-- Problem requirements --
Keep to one stretch of the data below, the lines from the one with "Put a marker on every instance of the rocky" up to and including the one with "Put a marker on every instance of the shallow", and return that stretch exactly.

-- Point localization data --
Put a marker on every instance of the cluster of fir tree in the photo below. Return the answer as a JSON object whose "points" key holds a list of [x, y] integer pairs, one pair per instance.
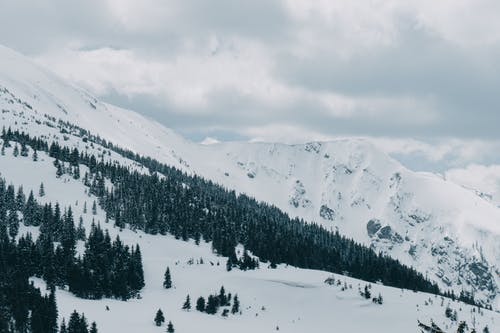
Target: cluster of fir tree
{"points": [[189, 206], [246, 262], [106, 269], [214, 302], [160, 319], [77, 324]]}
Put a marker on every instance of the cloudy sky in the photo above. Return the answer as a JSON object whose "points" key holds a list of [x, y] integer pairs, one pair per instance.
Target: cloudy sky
{"points": [[287, 70]]}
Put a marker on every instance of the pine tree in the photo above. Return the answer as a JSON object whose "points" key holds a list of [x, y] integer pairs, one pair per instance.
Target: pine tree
{"points": [[367, 294], [63, 328], [41, 191], [93, 327], [170, 327], [187, 304], [222, 297], [236, 305], [24, 150], [167, 281], [200, 304], [159, 318], [212, 305], [461, 327]]}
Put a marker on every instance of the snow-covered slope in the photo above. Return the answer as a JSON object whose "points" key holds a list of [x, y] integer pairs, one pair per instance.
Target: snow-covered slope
{"points": [[440, 228], [285, 299]]}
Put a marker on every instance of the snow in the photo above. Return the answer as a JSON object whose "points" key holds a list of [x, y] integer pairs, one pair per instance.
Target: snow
{"points": [[295, 300], [351, 177]]}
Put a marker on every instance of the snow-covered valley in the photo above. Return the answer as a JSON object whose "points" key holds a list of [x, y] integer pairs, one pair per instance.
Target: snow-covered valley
{"points": [[445, 231], [284, 299]]}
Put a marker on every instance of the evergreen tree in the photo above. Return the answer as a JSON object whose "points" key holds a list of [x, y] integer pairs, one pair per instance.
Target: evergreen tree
{"points": [[200, 304], [63, 328], [236, 305], [167, 280], [222, 297], [170, 327], [187, 304], [93, 328], [41, 191], [159, 318], [462, 327], [24, 150], [212, 305], [367, 294]]}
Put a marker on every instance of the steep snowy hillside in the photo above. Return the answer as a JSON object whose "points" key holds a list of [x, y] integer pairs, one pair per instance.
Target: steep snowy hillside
{"points": [[445, 231], [485, 180], [284, 299]]}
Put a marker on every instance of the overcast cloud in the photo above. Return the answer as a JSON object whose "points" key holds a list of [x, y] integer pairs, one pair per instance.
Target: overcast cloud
{"points": [[291, 70]]}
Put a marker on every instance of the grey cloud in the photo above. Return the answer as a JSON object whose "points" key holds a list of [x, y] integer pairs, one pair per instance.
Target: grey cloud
{"points": [[459, 84]]}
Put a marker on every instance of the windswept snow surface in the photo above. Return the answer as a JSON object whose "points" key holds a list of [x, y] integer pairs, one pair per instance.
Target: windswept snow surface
{"points": [[442, 229]]}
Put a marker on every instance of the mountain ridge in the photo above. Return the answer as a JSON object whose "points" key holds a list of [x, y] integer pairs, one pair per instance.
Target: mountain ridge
{"points": [[363, 193]]}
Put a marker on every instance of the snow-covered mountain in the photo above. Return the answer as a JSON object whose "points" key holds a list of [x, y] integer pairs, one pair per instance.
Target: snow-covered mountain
{"points": [[442, 229]]}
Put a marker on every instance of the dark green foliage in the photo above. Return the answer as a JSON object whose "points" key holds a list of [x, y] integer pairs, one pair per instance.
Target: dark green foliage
{"points": [[77, 323], [187, 303], [170, 327], [212, 305], [200, 304], [236, 305], [159, 318], [107, 269], [462, 327], [93, 328], [188, 206], [167, 279]]}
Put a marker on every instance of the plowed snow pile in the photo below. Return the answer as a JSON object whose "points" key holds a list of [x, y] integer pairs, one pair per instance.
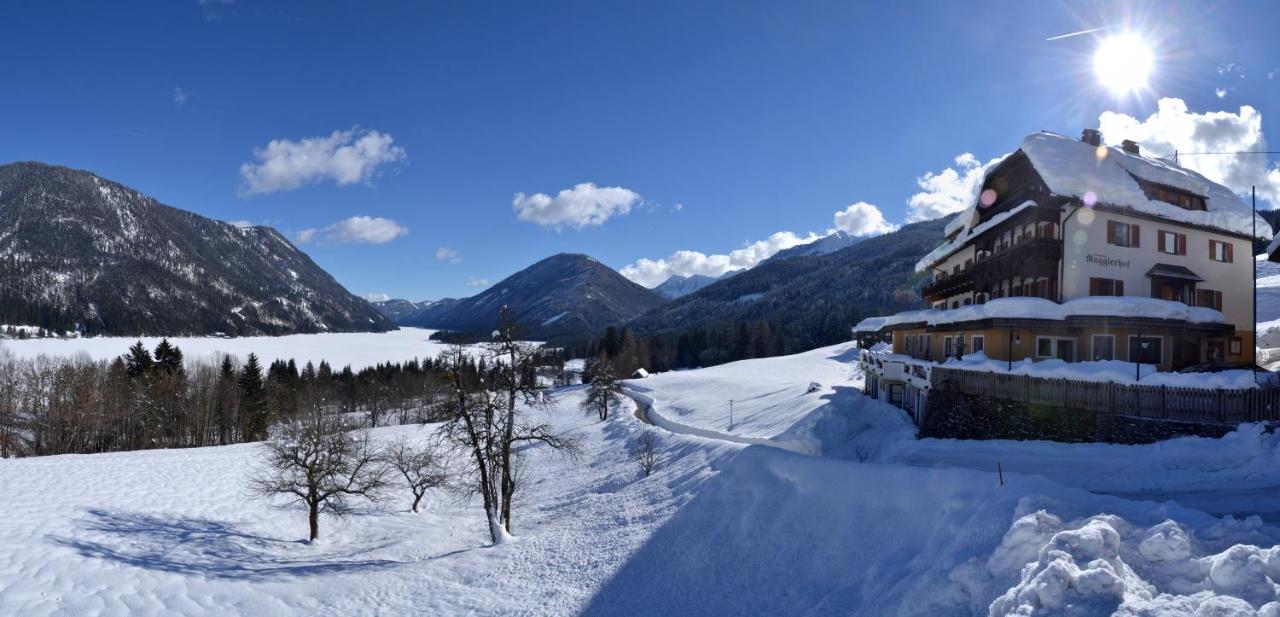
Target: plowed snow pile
{"points": [[849, 516]]}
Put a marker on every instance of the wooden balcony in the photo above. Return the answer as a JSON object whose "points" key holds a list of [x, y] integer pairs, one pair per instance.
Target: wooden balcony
{"points": [[1028, 255]]}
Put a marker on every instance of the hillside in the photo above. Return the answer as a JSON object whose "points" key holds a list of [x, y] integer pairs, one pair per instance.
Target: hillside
{"points": [[732, 520], [561, 297], [679, 286], [814, 297], [80, 251]]}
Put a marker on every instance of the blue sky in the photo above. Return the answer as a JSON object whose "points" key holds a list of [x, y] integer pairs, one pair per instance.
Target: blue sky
{"points": [[406, 128]]}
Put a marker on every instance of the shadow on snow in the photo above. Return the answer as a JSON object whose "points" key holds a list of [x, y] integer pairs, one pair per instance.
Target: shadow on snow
{"points": [[205, 547]]}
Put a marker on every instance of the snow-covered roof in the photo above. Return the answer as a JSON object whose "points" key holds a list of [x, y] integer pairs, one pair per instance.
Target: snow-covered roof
{"points": [[869, 324], [947, 248], [1072, 168], [1274, 245], [1098, 306]]}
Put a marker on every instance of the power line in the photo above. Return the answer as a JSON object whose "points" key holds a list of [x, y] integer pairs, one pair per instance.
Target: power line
{"points": [[1229, 154]]}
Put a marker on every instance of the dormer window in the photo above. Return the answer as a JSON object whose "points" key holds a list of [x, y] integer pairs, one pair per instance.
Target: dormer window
{"points": [[1184, 200]]}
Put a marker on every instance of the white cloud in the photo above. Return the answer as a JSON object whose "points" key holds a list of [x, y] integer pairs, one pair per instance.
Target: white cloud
{"points": [[584, 205], [863, 219], [447, 255], [858, 219], [650, 273], [949, 191], [343, 156], [356, 229], [1174, 128]]}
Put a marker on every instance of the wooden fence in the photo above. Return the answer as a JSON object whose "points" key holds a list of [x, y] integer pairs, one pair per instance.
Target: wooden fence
{"points": [[1159, 402]]}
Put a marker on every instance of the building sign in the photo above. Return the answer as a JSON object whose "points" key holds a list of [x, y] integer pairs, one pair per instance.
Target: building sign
{"points": [[1105, 261]]}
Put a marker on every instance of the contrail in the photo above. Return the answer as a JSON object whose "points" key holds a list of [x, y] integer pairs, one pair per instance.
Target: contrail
{"points": [[1078, 33]]}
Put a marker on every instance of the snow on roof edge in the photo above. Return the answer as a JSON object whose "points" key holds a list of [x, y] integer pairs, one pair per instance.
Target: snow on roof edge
{"points": [[949, 248], [1072, 168], [1100, 306]]}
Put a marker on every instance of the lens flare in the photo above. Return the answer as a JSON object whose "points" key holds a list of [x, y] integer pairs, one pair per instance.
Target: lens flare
{"points": [[1123, 63]]}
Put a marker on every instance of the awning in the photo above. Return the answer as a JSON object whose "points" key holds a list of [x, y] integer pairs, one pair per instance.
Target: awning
{"points": [[1171, 272]]}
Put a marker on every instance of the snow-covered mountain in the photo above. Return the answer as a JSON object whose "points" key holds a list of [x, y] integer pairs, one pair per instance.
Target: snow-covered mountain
{"points": [[822, 246], [81, 251], [396, 309], [680, 286], [560, 297]]}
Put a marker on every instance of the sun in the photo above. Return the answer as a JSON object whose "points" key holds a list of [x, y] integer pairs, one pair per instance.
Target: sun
{"points": [[1123, 63]]}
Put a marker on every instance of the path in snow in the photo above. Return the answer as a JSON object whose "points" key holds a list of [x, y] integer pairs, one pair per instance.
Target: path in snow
{"points": [[1238, 474]]}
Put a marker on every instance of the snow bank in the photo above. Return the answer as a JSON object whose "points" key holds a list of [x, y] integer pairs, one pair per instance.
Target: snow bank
{"points": [[1104, 370], [768, 396]]}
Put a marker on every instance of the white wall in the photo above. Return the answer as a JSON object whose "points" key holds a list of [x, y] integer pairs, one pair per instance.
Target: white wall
{"points": [[1086, 233]]}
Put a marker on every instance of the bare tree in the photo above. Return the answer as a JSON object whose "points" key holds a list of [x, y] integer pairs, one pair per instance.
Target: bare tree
{"points": [[319, 464], [645, 451], [421, 466], [484, 420], [604, 389]]}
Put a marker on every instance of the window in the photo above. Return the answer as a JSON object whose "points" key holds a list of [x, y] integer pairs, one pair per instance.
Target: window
{"points": [[1065, 350], [1146, 350], [1215, 350], [1173, 242], [1104, 346], [1208, 298], [1221, 251], [1123, 234], [1170, 195], [1050, 347], [1174, 293], [1106, 287], [895, 394]]}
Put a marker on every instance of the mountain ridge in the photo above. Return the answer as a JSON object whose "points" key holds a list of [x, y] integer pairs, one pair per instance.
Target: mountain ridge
{"points": [[561, 297], [101, 257]]}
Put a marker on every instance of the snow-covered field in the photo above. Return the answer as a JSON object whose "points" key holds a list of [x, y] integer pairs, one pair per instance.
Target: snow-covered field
{"points": [[359, 350], [877, 524]]}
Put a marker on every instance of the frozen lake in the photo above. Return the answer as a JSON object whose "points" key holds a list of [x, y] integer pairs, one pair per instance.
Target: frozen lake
{"points": [[359, 350]]}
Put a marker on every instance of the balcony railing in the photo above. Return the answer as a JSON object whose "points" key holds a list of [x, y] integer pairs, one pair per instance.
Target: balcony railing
{"points": [[1024, 247]]}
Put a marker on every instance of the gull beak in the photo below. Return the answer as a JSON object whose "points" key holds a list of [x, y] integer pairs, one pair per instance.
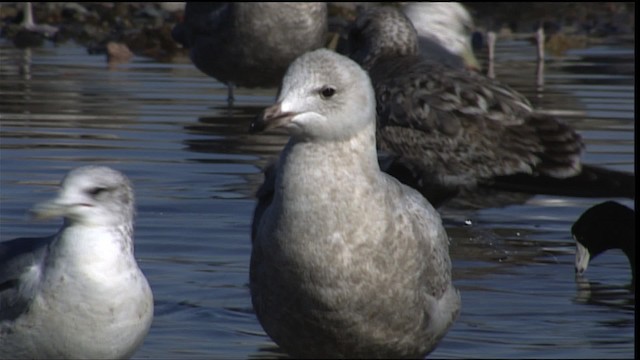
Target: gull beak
{"points": [[582, 258], [49, 209], [271, 117]]}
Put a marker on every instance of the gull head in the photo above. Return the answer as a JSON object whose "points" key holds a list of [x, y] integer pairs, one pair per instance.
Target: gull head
{"points": [[91, 195], [379, 32], [324, 96], [448, 24]]}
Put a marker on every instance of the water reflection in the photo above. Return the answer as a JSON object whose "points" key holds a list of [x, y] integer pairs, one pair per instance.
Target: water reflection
{"points": [[195, 168]]}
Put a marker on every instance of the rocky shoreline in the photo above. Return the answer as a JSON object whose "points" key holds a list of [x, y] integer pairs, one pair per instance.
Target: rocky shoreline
{"points": [[123, 29]]}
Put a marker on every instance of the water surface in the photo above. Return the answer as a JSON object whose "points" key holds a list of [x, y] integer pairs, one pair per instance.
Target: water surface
{"points": [[195, 169]]}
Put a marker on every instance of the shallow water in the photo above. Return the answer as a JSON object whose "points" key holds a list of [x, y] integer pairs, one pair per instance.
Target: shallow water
{"points": [[195, 168]]}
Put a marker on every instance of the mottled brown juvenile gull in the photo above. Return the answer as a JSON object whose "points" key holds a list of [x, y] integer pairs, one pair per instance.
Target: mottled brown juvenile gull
{"points": [[455, 129], [346, 261], [250, 44], [79, 293], [444, 32], [608, 225]]}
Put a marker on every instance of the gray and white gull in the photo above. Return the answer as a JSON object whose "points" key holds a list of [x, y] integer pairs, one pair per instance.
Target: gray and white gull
{"points": [[250, 44], [444, 32], [79, 293], [346, 261], [454, 129]]}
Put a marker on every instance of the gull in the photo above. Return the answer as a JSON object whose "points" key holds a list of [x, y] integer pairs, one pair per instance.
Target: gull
{"points": [[250, 44], [346, 261], [455, 129], [78, 293], [444, 32]]}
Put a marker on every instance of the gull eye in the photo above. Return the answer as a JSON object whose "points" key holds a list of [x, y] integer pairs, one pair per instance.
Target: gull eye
{"points": [[327, 92], [96, 191]]}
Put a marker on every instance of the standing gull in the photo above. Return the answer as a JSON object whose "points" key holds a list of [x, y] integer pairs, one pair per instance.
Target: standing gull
{"points": [[78, 293], [346, 261], [444, 32], [250, 44], [456, 129]]}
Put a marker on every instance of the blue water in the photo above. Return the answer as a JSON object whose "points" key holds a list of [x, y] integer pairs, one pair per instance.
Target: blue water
{"points": [[195, 169]]}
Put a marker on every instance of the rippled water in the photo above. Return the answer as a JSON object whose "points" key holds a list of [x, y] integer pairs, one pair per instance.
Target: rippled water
{"points": [[195, 168]]}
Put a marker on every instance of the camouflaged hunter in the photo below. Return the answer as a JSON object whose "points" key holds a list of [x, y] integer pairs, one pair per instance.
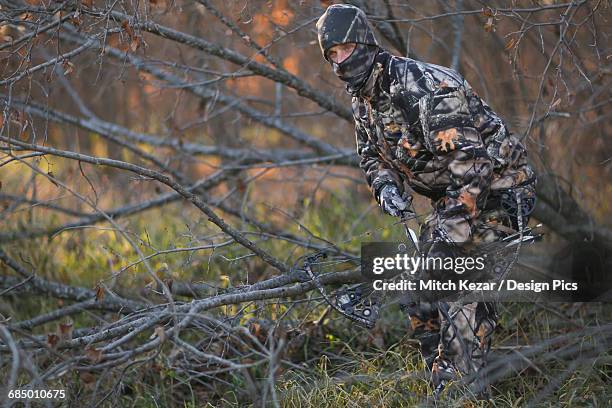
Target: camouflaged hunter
{"points": [[421, 128]]}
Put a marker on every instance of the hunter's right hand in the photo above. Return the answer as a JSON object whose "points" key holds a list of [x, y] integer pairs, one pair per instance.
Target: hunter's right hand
{"points": [[392, 202]]}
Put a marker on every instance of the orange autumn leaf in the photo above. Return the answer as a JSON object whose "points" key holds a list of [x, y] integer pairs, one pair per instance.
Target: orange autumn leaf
{"points": [[447, 138]]}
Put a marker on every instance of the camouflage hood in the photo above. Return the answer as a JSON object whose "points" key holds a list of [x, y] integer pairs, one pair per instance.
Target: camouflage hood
{"points": [[341, 24]]}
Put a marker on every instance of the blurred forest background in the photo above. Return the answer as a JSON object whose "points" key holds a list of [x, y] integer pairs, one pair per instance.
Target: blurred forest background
{"points": [[165, 164]]}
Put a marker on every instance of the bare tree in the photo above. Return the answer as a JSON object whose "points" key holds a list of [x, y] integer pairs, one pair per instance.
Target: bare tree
{"points": [[223, 115]]}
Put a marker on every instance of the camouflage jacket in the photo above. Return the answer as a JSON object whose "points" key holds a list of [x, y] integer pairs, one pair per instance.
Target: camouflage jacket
{"points": [[421, 125]]}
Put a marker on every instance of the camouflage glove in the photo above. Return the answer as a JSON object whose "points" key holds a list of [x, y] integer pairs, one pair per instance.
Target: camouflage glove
{"points": [[392, 202]]}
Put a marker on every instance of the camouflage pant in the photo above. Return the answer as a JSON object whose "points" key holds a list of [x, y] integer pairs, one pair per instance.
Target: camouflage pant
{"points": [[455, 337]]}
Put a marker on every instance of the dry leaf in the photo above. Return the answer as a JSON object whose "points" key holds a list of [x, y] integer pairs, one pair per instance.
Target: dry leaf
{"points": [[100, 293], [88, 378], [168, 283], [469, 201], [52, 340], [65, 330], [511, 44], [126, 27], [447, 138], [160, 333], [93, 354], [490, 25], [68, 67], [134, 44]]}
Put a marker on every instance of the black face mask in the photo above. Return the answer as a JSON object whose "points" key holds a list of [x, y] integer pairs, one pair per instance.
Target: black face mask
{"points": [[343, 24], [356, 68]]}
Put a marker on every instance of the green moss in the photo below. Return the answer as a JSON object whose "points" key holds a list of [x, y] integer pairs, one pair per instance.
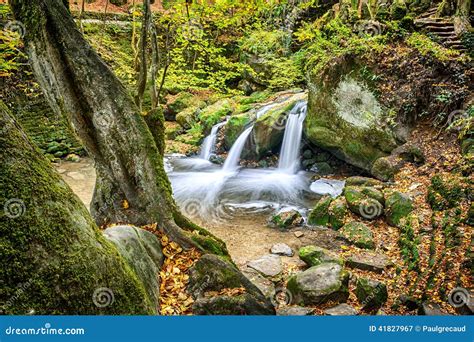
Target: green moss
{"points": [[320, 214], [54, 248], [358, 234]]}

-- Result for this task --
Put a marker on every instance of the rocky shoreline in the photo above. Return the answer as a JSON object whose "points" key holds a list of [x, y] integer pairs, one pair per instance.
Target: rocky shoreline
{"points": [[123, 29]]}
Put a marker on every instance of the water surface in the photo above. Return the answer as a JSON object whose "points" key holds a list of [x, y] integer pairs, one pair per instance.
Target: water surface
{"points": [[195, 169]]}
Put a marker on every instance of the shallow water in the photo above. Return the answer as a JSON object whose "points" key holds a list of [x, y] integer pairs, one pair per instance.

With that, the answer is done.